Henri Matisse 1869 - 1954
This week's artist is a great example of resilience and adapting to the situation you find yourself in. There were two key times of illness in his life and the second was the creation of a new style of art which he is best known for. His use of vibrant colours to recreate an external world he could no longer visit can act as inspiration to us all - please just be careful with those scissors.
Henri Matisse was born on December 31st, 1869 and grew up in northern France where he worked hard at school. He studied law in Paris and in 1888 became a law clerk. However, in 1889 he became ill with appendicitis. Whilst he was recovering in bed, he developed a love of painting and art which led to him leaving his career in Law.
He studied Art in Paris and learnt about impressionism art including the work of Van Gogh and Cezanne. His first painting The Dinner Table was inspired by their work.
In the early 1900s he changed his style of painting with lots of bright colours used in unusual ways so that it expressed emotion rather than looking real. His painting Woman with a Hat was an example of this and the style of painting became known as Fauvism - the wild beasts.
Between 1908 and 1911 he ran a small art school in Paris called Academie Matisse.
After surgery, Matisse was ill and confined first to his bed then to his house in a wheelchair. This led him to change his style of work completely and he began to cut out paper to make collages. He was inspired by nature and created gardens with birds in and he also had a team of painters to paint white paper with gouache which he cut up and then experimented with where to place the cut outs. His pictures often give the impression of an animal without looking exactly like one - there are videos of the exhibition of his work at The Tate in 2014.
To create your own work in the style of Matisse use whatever you can find in your house - paper or fabric try and make it as bright as possible. Cut out different shapes and let your paper do the drawing instead of a pencil. Experiment with where to put the pieces until you like the combination and glue them down. In the Easter holidays you may want to make a Matisse style Easter egg.

> Brief 1
Rewrite the part of the Matisse text between "In the early" and "called Academie Matisse.", inclusive, substituting "private art school" for "small art school".
> Brief 2
According to the Matisse text, what illness did he have in 1889?

> Available data

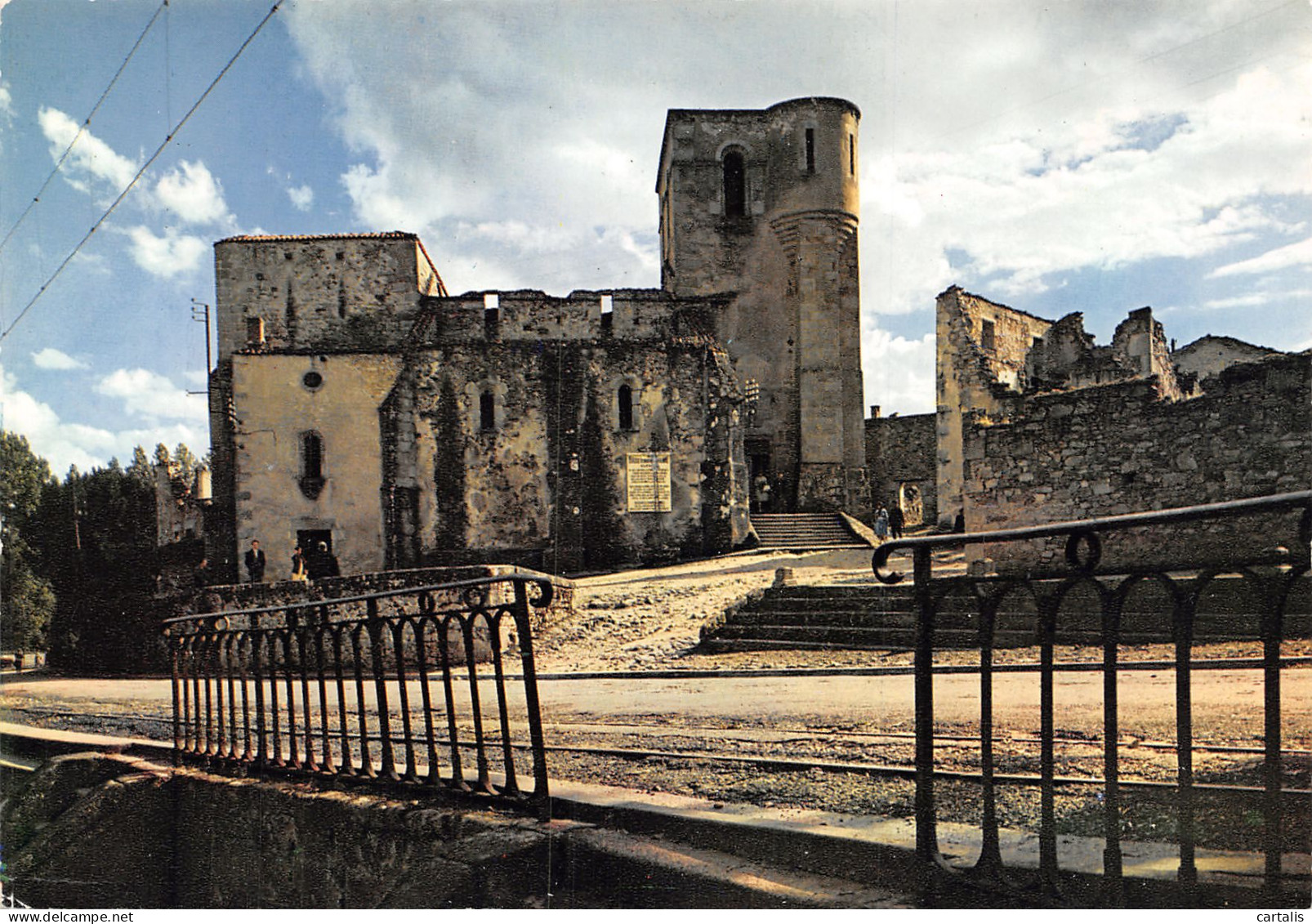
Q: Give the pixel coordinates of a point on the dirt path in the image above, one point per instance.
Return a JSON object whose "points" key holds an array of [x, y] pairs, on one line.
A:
{"points": [[649, 618]]}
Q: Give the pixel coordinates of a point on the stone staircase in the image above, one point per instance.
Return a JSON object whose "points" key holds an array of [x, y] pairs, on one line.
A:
{"points": [[805, 530], [881, 617]]}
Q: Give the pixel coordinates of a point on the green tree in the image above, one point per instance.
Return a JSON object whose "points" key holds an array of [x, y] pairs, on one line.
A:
{"points": [[26, 597], [101, 530], [141, 467]]}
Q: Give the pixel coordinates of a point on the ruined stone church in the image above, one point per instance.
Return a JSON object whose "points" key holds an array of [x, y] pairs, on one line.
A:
{"points": [[357, 404]]}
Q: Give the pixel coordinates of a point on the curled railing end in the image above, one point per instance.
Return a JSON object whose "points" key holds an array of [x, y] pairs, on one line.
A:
{"points": [[546, 591], [879, 560]]}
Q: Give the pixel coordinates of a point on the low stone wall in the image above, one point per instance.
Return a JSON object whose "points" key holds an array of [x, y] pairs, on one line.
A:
{"points": [[108, 831], [252, 596], [902, 465], [1118, 449]]}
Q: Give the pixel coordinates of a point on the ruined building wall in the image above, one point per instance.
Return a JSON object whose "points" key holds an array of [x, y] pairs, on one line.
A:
{"points": [[764, 205], [900, 463], [982, 350], [1065, 356], [539, 445], [279, 408], [1208, 356], [1122, 448]]}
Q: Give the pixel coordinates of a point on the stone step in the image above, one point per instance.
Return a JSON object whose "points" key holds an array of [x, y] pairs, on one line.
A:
{"points": [[878, 617], [802, 530]]}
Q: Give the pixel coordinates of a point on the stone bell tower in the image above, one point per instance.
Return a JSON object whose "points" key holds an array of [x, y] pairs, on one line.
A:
{"points": [[764, 203]]}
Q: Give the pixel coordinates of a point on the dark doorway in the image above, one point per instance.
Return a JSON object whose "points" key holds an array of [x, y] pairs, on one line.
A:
{"points": [[310, 538], [760, 476]]}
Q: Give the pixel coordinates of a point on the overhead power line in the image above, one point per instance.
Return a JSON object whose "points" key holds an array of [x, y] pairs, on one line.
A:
{"points": [[167, 141], [83, 127], [1099, 79]]}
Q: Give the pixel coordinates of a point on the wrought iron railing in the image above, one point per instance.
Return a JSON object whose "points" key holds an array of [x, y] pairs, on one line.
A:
{"points": [[1268, 575], [369, 688]]}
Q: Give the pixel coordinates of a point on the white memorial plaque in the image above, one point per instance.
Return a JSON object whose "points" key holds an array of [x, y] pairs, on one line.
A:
{"points": [[649, 482]]}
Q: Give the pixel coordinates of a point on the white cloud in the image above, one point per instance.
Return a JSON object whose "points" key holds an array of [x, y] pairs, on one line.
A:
{"points": [[302, 197], [63, 444], [1282, 257], [90, 156], [899, 373], [192, 193], [151, 395], [54, 359], [168, 257], [1020, 212]]}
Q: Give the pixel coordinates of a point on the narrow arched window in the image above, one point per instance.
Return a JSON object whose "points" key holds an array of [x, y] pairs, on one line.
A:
{"points": [[625, 400], [311, 463], [735, 185]]}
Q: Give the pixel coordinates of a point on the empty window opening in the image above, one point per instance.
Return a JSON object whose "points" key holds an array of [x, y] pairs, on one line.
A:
{"points": [[735, 185], [311, 463], [626, 407]]}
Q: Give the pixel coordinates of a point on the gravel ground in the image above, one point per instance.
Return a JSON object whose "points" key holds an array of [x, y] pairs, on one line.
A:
{"points": [[651, 620]]}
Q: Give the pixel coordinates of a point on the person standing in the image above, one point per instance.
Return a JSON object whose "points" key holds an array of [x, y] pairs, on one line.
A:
{"points": [[327, 564], [882, 523], [896, 520], [255, 562], [762, 493]]}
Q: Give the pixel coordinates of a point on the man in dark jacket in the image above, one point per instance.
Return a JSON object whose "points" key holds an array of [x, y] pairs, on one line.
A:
{"points": [[255, 562], [323, 564]]}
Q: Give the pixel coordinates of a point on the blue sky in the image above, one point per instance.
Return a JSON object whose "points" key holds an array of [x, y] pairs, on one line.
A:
{"points": [[1078, 156]]}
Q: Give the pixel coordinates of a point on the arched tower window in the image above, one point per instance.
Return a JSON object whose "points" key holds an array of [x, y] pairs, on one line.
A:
{"points": [[625, 400], [311, 463], [735, 185]]}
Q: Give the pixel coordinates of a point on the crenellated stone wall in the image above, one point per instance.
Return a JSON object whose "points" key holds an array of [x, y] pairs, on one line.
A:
{"points": [[900, 465]]}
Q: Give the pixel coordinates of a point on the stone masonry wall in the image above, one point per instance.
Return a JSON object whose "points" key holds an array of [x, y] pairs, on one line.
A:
{"points": [[322, 293], [1118, 449], [900, 458], [974, 373]]}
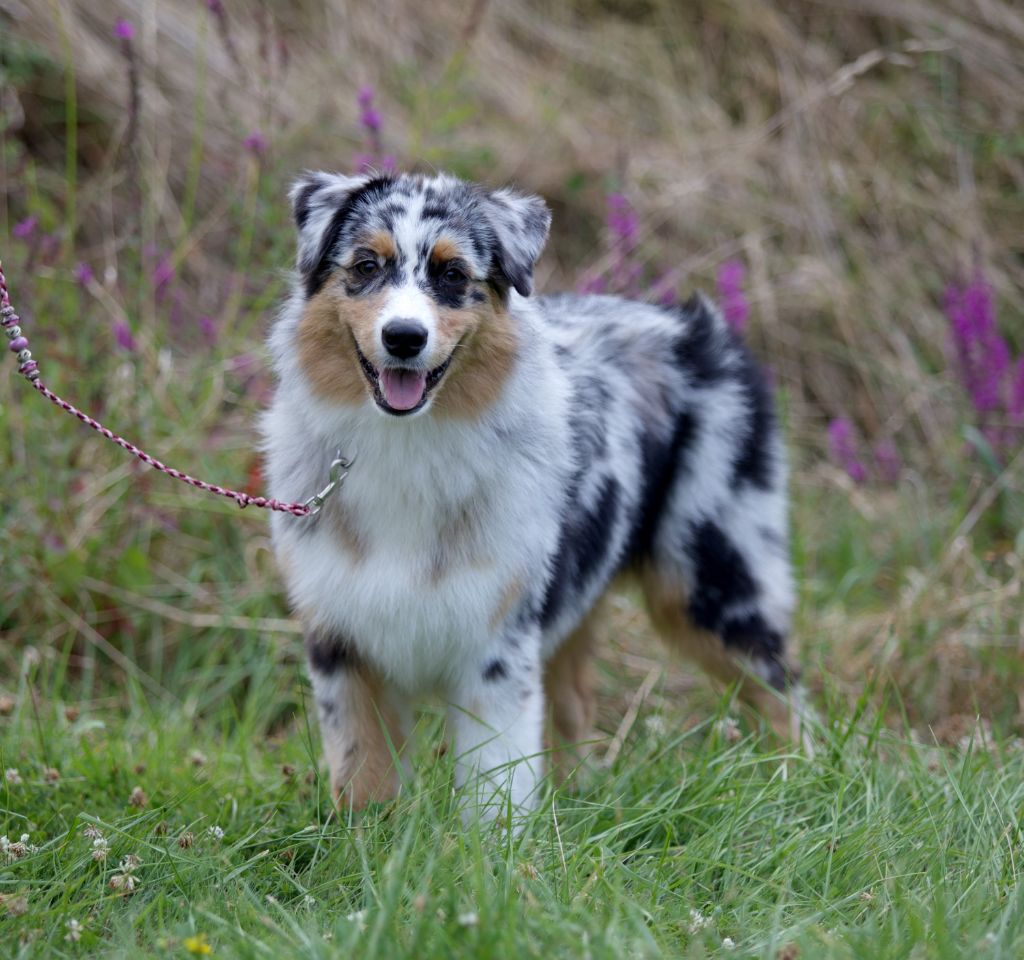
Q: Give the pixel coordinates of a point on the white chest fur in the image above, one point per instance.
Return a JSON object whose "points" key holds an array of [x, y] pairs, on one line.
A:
{"points": [[436, 528]]}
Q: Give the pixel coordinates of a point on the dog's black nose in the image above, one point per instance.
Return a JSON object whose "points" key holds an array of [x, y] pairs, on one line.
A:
{"points": [[403, 339]]}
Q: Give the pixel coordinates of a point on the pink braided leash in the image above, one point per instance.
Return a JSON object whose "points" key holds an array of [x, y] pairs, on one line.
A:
{"points": [[29, 368]]}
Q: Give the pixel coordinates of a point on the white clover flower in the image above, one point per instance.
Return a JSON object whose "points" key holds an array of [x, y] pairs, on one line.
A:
{"points": [[99, 848], [697, 921], [124, 882], [654, 724], [358, 918]]}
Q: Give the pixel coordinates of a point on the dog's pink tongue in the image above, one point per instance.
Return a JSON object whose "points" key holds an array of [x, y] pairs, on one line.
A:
{"points": [[402, 389]]}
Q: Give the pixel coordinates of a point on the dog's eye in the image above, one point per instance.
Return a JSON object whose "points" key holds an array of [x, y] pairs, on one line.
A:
{"points": [[453, 276]]}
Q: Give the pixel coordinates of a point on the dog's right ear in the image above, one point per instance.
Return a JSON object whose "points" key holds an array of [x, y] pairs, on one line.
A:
{"points": [[320, 204]]}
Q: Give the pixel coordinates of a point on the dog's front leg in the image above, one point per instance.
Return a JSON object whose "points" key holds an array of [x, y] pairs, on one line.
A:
{"points": [[496, 715], [363, 723]]}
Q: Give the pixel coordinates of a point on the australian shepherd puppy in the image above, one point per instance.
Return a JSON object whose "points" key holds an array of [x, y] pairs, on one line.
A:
{"points": [[514, 454]]}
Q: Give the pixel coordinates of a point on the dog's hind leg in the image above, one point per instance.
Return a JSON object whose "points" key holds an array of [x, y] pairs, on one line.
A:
{"points": [[363, 724], [744, 652], [568, 684], [496, 714]]}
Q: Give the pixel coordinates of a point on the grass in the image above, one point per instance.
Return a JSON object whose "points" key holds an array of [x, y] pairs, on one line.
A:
{"points": [[856, 158], [693, 837]]}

> Your solution 1
In the early 1900s he changed his style of painting with lots of bright colours used in unusual ways so that it expressed emotion rather than looking real. His painting Woman with a Hat was an example of this and the style of painting became known as Fauvism - the wild beasts.
Between 1908 and 1911 he ran a private art school in Paris called Academie Matisse.

> Your solution 2
Appendicitis.